**** SUPPLIED RECORDS

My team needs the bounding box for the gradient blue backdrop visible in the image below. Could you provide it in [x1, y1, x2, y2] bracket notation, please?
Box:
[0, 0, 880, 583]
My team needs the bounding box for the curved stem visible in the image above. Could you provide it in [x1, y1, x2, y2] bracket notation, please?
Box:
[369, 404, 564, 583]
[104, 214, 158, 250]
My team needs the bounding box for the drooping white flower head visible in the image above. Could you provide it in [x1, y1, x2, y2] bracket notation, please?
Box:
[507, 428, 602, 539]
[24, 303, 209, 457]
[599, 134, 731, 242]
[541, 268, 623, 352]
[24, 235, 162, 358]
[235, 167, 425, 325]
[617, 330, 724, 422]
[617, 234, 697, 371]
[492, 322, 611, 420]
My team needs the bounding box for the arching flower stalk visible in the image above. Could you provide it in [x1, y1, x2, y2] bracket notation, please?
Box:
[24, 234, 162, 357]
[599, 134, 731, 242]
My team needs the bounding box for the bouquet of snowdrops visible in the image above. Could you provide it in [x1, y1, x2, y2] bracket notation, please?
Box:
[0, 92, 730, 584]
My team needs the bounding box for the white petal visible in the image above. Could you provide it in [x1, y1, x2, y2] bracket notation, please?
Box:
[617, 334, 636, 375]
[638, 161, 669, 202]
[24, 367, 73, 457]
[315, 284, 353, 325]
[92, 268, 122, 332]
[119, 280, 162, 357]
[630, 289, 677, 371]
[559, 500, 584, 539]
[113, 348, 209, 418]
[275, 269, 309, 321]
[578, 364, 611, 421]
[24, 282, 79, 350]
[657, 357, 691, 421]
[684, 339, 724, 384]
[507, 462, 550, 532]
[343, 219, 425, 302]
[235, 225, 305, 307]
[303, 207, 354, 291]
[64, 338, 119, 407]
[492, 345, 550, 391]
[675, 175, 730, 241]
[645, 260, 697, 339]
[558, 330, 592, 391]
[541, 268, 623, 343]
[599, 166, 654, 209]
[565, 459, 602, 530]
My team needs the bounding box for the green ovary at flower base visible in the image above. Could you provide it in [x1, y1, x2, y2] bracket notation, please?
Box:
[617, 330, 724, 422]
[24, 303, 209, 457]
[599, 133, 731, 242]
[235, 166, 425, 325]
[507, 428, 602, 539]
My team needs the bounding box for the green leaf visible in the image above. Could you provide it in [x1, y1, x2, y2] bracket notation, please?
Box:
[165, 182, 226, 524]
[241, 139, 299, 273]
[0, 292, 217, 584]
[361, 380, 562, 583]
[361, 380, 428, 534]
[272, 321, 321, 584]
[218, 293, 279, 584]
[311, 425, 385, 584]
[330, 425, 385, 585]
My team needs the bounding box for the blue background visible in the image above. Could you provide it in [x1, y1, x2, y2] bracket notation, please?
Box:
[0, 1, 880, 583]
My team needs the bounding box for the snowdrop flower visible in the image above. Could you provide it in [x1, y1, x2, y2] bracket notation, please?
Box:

********

**PROMPT:** Reproduce, word for word, every line of the material from the one containing "My team needs the bounding box for the green ovary" through the last line, both ends included.

**RESULT OF THIS TASK:**
My team needs the bounding box for the green ovary at flower base visible in the image above. Could you provide it in [x1, y1, x2, y2] bracket notation, please?
Box:
[617, 330, 724, 422]
[24, 303, 209, 457]
[599, 133, 731, 242]
[235, 166, 425, 325]
[507, 428, 602, 539]
My team needs the bounding box for the green leaf visible in the image above. Could you provide it in [x1, y1, x2, y2] bracket notation, please?
Box:
[165, 182, 226, 524]
[241, 139, 299, 273]
[0, 292, 217, 584]
[361, 380, 562, 583]
[361, 380, 428, 534]
[272, 321, 321, 584]
[218, 293, 279, 584]
[311, 425, 385, 584]
[330, 425, 385, 585]
My team needs the bounding box for the blue background visible in the image above. Could you provide it in [x1, y1, x2, y2] bracket notation, please?
Box:
[0, 1, 880, 583]
My team needs the bounding box for the snowdrop flower visible in the image above. Could you provide it in [x1, y1, x2, y2] bracket notation, please?
Box:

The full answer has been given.